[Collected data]
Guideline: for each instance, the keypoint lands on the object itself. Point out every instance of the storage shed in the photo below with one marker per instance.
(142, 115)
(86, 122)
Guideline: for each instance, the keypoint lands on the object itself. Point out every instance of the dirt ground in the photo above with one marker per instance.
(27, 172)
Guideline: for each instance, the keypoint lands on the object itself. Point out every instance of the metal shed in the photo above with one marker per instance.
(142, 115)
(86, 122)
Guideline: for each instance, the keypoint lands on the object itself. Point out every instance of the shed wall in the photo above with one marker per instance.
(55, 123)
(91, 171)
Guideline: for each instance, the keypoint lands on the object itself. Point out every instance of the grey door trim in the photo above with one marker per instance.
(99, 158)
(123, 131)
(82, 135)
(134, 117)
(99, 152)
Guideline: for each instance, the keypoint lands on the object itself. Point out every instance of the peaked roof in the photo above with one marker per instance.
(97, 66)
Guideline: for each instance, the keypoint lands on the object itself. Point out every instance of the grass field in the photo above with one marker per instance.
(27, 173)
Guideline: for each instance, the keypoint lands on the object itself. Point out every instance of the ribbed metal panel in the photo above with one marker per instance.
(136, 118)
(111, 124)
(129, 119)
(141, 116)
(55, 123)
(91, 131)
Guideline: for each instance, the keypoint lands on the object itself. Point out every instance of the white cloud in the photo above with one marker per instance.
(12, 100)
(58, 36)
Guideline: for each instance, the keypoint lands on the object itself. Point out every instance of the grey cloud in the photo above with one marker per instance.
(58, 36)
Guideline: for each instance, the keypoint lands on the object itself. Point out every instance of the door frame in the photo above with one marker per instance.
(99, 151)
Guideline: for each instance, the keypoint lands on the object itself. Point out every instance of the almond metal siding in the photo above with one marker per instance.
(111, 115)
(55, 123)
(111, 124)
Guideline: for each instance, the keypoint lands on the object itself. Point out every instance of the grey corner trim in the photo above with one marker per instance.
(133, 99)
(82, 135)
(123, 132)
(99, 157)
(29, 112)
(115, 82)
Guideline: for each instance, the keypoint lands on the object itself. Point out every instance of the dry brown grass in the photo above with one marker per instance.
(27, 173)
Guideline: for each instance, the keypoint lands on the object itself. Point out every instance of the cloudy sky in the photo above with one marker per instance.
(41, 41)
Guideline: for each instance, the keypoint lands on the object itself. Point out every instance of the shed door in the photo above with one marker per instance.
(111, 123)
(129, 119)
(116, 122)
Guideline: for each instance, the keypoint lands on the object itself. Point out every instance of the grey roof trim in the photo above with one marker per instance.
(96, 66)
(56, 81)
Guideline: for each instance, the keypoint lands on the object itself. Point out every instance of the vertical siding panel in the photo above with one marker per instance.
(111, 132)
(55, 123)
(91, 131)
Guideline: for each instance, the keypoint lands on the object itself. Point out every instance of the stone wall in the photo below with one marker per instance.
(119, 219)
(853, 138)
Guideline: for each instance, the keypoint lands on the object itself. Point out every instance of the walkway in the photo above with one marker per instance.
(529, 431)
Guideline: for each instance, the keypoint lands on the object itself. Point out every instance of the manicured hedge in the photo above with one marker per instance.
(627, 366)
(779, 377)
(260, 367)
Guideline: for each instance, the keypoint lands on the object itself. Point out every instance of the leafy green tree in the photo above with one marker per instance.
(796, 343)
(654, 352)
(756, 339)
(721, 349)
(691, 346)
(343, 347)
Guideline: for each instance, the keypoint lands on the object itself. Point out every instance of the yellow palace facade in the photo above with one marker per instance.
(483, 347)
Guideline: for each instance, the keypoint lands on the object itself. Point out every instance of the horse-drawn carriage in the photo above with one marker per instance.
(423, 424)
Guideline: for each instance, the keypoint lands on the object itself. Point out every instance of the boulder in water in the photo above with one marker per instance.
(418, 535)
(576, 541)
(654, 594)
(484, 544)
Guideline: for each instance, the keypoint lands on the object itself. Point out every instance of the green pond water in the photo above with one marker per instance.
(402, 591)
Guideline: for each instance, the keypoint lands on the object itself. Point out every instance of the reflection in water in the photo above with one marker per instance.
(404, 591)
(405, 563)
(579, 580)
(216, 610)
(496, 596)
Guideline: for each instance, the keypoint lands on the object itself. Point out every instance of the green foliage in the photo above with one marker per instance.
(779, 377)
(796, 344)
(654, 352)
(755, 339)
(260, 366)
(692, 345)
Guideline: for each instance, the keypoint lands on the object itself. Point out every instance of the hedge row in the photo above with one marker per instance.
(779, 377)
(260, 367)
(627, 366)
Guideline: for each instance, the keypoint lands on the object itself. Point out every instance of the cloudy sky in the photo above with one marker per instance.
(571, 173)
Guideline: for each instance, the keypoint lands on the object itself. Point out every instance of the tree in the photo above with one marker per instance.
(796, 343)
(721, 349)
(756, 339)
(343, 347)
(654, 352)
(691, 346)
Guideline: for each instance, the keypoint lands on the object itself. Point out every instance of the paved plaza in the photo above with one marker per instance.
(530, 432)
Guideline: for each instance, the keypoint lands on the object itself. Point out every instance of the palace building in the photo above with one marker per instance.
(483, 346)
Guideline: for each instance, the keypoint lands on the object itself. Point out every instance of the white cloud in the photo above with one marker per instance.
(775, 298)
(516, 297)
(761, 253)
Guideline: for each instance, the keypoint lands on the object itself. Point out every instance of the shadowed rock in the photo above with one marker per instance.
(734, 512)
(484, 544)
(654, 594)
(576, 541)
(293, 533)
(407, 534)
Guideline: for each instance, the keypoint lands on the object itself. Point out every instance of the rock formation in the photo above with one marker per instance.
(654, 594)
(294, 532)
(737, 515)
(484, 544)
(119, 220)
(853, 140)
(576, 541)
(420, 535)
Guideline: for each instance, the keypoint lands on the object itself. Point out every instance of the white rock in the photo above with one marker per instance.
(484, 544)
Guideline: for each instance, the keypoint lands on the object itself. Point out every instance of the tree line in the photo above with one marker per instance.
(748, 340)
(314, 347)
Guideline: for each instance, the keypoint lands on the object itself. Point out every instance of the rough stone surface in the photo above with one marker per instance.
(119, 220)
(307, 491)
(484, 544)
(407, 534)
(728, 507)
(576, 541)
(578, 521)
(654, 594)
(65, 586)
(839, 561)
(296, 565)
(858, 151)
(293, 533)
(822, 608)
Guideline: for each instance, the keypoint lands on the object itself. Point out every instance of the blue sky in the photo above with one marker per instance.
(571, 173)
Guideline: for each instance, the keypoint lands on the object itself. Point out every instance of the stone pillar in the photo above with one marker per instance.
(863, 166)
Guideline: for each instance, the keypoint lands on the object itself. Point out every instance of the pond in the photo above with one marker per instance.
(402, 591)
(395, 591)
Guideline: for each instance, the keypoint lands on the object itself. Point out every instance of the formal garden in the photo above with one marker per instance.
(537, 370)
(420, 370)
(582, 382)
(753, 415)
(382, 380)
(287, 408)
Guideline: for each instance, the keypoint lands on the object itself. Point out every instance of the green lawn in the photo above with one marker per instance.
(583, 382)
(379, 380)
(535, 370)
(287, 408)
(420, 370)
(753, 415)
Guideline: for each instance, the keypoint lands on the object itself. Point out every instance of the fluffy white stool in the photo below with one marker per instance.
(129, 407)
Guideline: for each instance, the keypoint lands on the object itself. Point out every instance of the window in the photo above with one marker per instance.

→ **WHAT YOU NEED TO DO**
Each record must be printed again, word for word, with nothing dropped.

→ **SOLUTION TO THE PROBLEM**
Guideline: for each instance, the keypoint lands on the object itself. Point out every instance of the storage shed in the photo below with one marker per instance.
(142, 115)
(86, 122)
Guideline: for each instance, the keypoint lands on the object itself. Point out every instance of the dirt ground in the photo above with one marker per instance.
(27, 172)
Guideline: for each instance, the keypoint lands on the object itself. Point out every instance of the metal shed in the photo above with one marker per instance.
(142, 115)
(86, 122)
Guideline: for each instance, the keypoint lands on the object itself. Point out every instance of the shed wall in the photo above with one marker per instance.
(55, 123)
(91, 171)
Guideline: for each instance, the keypoint lands on the object itself. Point out every instance of the grey door trim in the photo above with one marker per instance.
(99, 158)
(123, 131)
(82, 135)
(134, 117)
(99, 152)
Guideline: for each instance, the keypoint lands on the object itself. Point out every instance of the peaked roof in the photo above with one marker per instance.
(97, 66)
Guideline: for each instance, the keypoint lands on the object itself. Point out every instance of the grass field in the photo above with one marker per instance.
(27, 173)
Guideline: for each instance, the keypoint lands on the object itself. Point out every instance of the ribbed metal panel in the photo above with one marker per instance.
(136, 118)
(111, 124)
(129, 119)
(141, 116)
(55, 123)
(91, 131)
Guideline: for each instance, the keypoint lands on the object itself. Point out every instance of the white cloud in the photo above with one marker per instance.
(12, 100)
(58, 36)
Guideline: for each instance, the keypoint lands on the object itself. Point out every instance of the grey cloud in the photo above with one marker per instance.
(58, 36)
Guideline: for each instance, the keypoint lands on the object itself. Point out every instance of the door frame in the photo above with one marker per instance.
(99, 151)
Guideline: for each instance, the keypoint lands on the object itself. Point out every instance of the almond metal siding in the photo above with one marker per instance.
(111, 115)
(55, 123)
(111, 124)
Guideline: for each instance, the keypoint lands on the object itself. Point out every instance of the grey corner trim in the photo above with one marker per instance.
(133, 99)
(82, 135)
(123, 132)
(99, 157)
(29, 112)
(115, 82)
Guideline: for each instance, the keypoint lands on the object itself. Point out every instance of the dry brown grass in the photo above with one marker per instance.
(27, 173)
Guideline: for each instance, the keypoint lands on the object itself. Point out every instance of the cloudy sky in the photo above with one marker per instance.
(41, 41)
Guideline: for each instance, the keypoint lands on the object itself. Point out every instance of the shed door in the photo above with one marker per instance.
(111, 123)
(129, 119)
(116, 122)
Guideline: for each instance, the keypoint lands on the object itself. Point out every instance of the grey roof trim in the photo above with one marker per instance.
(96, 66)
(56, 81)
Guideline: for each instance, the keypoint lands on the object itself. Point out every instance of the vertical siding panel in the photo above with one marker per instance.
(111, 132)
(55, 123)
(91, 131)
Guideline: for each instance, the keypoint lands on the object itself. Point out every instance of the stone wall in the photo below with one marker per instance.
(119, 219)
(853, 138)
Guideline: for each instance, the keypoint lands on the object itself. Point out every instance of the walkway in the photo above with one marker per instance.
(529, 431)
Guideline: for each instance, the keypoint lands on the object itself. Point out every instance of the manicured hedge in the photo above with one marker per instance.
(627, 366)
(779, 377)
(260, 367)
Guideline: for each instance, the keypoint lands on the object itself. Point out every instance of the leafy green tree in the photo above with one marker per instance.
(796, 343)
(654, 352)
(756, 339)
(721, 349)
(691, 346)
(343, 347)
Guideline: for each instance, the keypoint lands on the object itself. Point out every instance of the yellow palace facade in the photo above with one marker per instance.
(483, 347)
Guideline: for each instance, the keypoint lands on the object itself. Point out every instance of the horse-drawn carriage in the photo above with one marker per instance.
(423, 424)
Guideline: for each instance, the keypoint lands on the object itself. Point out every instance of the boulder in water in the photo above with one marker per instance.
(418, 535)
(576, 541)
(654, 594)
(484, 544)
Guideline: for each instance, the keypoint lands on the object itself. Point out every instance of the green pond water in the photo above with one marker per instance.
(402, 591)
Guideline: for each instance, the keypoint lands on the object itself. Point out every instance of the reflection in water in the photo above with one marker per instance.
(404, 591)
(405, 563)
(579, 580)
(216, 610)
(496, 596)
Guideline: for each instance, the keypoint lands on the object itself. Point out every instance of the green foliage in the photo above with one marker per instance.
(779, 377)
(796, 344)
(654, 352)
(755, 339)
(260, 366)
(692, 345)
Guideline: for each instance, the keypoint lands on the object itself. Point out every instance of the hedge row in the photo above with one marker per instance.
(779, 377)
(260, 367)
(627, 366)
Guideline: for each instance, the keypoint lands on the object itself. Point out every instance of the cloudy sky in the photo above with one marker per instance.
(571, 173)
Guideline: for each instance, the keypoint lands on the object itself. Point out every instance of the tree in the photo above with one marker per instance.
(796, 343)
(721, 349)
(756, 339)
(343, 347)
(654, 352)
(691, 346)
Guideline: for each instance, the keypoint lands on the object itself. Point out every instance of the paved plaza in the photo above with one marker per instance.
(530, 432)
Guideline: for each instance, the keypoint lands on the object itself. Point out every instance of the palace building in the photo above with one marker per instance.
(483, 346)
Guideline: for each instance, the keypoint lands on the object itself. Point out every instance of the white cloud in the photo above with one marker per instance.
(775, 298)
(516, 297)
(761, 253)
Guideline: for each instance, the keypoint lands on the object itself. Point out every instance of the shadowed rock in the photo above with one marker per instance.
(734, 512)
(484, 544)
(654, 594)
(576, 541)
(293, 533)
(407, 534)
Guideline: for each instance, the keypoint lands on the object itself. Point out every instance of the rock formation in the photo above with one marker per instance.
(654, 594)
(294, 532)
(737, 515)
(484, 544)
(119, 220)
(853, 140)
(576, 541)
(420, 535)
Guideline: for each instance, the keypoint lands on the object itself. Point out every instance of the white rock in the photo above with one marker per instance.
(484, 544)
Guideline: for each instance, the keypoint lands on the object itself. Point out every instance of the tree line in the photo above with one marker per instance.
(748, 340)
(314, 347)
Guideline: for each instance, the keypoint lands on the object itself. Point out every instance of the rough stone surface in the photo above with one marker per instance.
(119, 220)
(307, 491)
(484, 544)
(407, 534)
(728, 507)
(576, 541)
(578, 521)
(654, 594)
(65, 586)
(839, 561)
(296, 565)
(858, 151)
(293, 533)
(822, 608)
Guideline: for each instance, the keypoint lands on the object itself. Point out every instance of the blue sky in the photo above with one marker per instance.
(571, 173)
Guideline: for each instance, the keypoint lands on the object itself. Point out every instance of the stone pillar in the photo above with one marker per instance.
(863, 166)
Guideline: for each instance, the keypoint lands on the object itself. Point out every instance of the pond in the photo above with one marker per instance.
(402, 591)
(395, 591)
Guideline: for each instance, the keypoint lands on the object itself. Point out every instance of the formal garden in the photo above with one marker per instance.
(537, 370)
(420, 370)
(582, 382)
(753, 415)
(382, 380)
(287, 408)
Guideline: for each instance, the keypoint lands on the object itself. Point out every instance of the green lawn in the photo above with one marker per instance.
(583, 382)
(379, 380)
(535, 370)
(287, 408)
(420, 370)
(753, 415)
Guideline: for each instance, the keypoint lands on the object itself. Point out every instance of the fluffy white stool in the photo below with one marker per instance.
(129, 407)
Guideline: for each instance, the keypoint lands on the object itself. Point out every instance of the window in the photo above with one marker per instance.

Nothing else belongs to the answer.